[Given task]:
Rewrite the data below so that every "field log" becomes "annotation record", keeping everything else the same.

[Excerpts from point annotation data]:
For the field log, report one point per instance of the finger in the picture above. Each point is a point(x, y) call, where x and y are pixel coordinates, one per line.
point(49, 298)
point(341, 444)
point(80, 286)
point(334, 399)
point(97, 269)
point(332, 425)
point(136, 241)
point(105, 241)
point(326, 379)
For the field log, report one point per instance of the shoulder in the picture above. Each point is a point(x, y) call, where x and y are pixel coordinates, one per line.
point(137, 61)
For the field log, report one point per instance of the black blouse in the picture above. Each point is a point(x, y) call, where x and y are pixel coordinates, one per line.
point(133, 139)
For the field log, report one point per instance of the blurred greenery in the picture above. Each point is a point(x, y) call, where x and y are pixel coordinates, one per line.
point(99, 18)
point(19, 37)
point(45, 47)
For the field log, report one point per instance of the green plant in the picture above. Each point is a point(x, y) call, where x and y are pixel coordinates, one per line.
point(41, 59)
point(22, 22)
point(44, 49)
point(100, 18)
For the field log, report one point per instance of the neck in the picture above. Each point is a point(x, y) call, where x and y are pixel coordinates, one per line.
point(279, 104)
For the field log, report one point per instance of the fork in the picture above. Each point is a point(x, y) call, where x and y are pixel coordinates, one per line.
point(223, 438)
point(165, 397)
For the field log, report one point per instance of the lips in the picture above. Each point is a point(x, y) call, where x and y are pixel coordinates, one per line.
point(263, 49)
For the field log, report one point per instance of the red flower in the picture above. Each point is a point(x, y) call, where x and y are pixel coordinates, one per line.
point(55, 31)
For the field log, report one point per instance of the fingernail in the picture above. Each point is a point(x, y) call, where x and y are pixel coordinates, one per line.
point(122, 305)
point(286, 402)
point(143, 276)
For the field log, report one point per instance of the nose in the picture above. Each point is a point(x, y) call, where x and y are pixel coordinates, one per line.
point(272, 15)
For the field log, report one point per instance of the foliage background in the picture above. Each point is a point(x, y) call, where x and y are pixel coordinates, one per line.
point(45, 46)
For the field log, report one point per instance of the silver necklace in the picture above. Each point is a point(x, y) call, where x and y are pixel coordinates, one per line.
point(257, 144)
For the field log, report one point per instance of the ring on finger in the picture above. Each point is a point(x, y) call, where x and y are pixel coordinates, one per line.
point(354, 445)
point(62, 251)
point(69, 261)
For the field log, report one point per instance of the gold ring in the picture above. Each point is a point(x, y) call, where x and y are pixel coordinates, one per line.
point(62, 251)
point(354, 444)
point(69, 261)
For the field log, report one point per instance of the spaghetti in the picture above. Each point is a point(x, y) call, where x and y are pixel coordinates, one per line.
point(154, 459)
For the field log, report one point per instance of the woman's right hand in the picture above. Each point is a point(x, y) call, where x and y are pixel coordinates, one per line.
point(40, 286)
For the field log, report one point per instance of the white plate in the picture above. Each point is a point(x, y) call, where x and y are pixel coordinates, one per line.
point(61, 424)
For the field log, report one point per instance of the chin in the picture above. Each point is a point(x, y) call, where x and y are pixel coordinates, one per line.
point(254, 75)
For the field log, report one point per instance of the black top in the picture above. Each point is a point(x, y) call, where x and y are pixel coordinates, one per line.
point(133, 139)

[Solution for this task]:
For the annotation record, report one point per instance of the finger in the picture above. Each point is a point(x, y) call, where x and y are pixel coordinates, one per line.
point(49, 298)
point(341, 444)
point(80, 286)
point(334, 399)
point(97, 269)
point(332, 425)
point(136, 241)
point(105, 241)
point(326, 379)
For the annotation record, report one point per instance of the shoulder in the picture above. Each point is a point(x, y) call, where x and y are pixel coordinates, one per line.
point(137, 61)
For the annotation record, report one point per instance of the black blouse in the picture above. Each point is a point(x, y) call, where x and y are pixel coordinates, one per line.
point(133, 139)
For the annotation record, report one point per instance of the blurred greenery in the picture above. Each point is a point(x, y) call, where x and y are pixel coordinates, one per line.
point(99, 18)
point(19, 37)
point(45, 47)
For the annotation record, report one point per instance of the green plant in the picture above. Each point is a point(x, y) call, where x and y are pixel coordinates, one per line.
point(41, 59)
point(22, 22)
point(44, 49)
point(100, 18)
For the annotation record, report one point per instance of the neck in the picture above. Each point is a point(x, y) call, where x and y are pixel coordinates, one per line.
point(279, 104)
For the annotation record, report one point per instance of the fork in the picture above. Each point is a point(x, y) call, where x and y are pixel coordinates, one per line.
point(223, 438)
point(165, 397)
For the annotation record, report one point per instance of the lips in the picture above. Each point is a point(x, y) call, where x and y are pixel coordinates, one per line.
point(263, 49)
For the annotation record, report one point per instance of the red flower in the picture above. Each point is a point(x, y) call, where x and y are pixel coordinates, one per line.
point(55, 31)
For the annotation record, report one point per instance of the fingernail in the picture above. Each point is a point(x, y) call, where x and y are pixel coordinates, one per line.
point(122, 305)
point(286, 402)
point(143, 276)
For the annotation record, report one point per instance of the nose in the picture above. Each point is a point(x, y) call, where x and y are pixel coordinates, one per line.
point(272, 15)
For the annotation record, report one point per instance of the foliage background in the picture above. Each point is a point(x, y) call, where x and y are pixel coordinates, one per line.
point(45, 46)
For the annotation record, report one point per instance of the silver necklace in the picture above. Each point is a point(x, y) call, where x and y are pixel coordinates, one per line.
point(257, 144)
For the annotation record, report one point per instance of the ring on finger in the picture above. Each point is a point(x, y) call, where x and y are pixel coordinates, one per line.
point(354, 445)
point(62, 251)
point(69, 261)
For the annotation record, report one point per instance of the gold ring in the picture above. Each point is a point(x, y) call, where x and y are pixel coordinates, one per line.
point(62, 251)
point(354, 444)
point(69, 261)
For the annotation record, report one point per instance of the spaghetti in the picture above. Each point is a point(x, y) call, where x and y are pixel coordinates, one per line.
point(154, 459)
For the annotation record, report one point per instance of the woman's right hand in the picture above. Each point is a point(x, y) call, where x and y are pixel coordinates, one per line.
point(40, 286)
For the annotation record, report one point per instance of the white plate in the picture above. Each point is a point(x, y) call, where x and y are pixel coordinates, one per line.
point(61, 424)
For the annotation record, report one point per instance of the chin in the picture above. Each point is a point(x, y) call, where x and y are pixel coordinates, one per line.
point(254, 75)
For the annotation record, report one point per instance of the black top in the picture above. Each point is a point(x, y) call, where x and y are pixel coordinates, one per line.
point(133, 139)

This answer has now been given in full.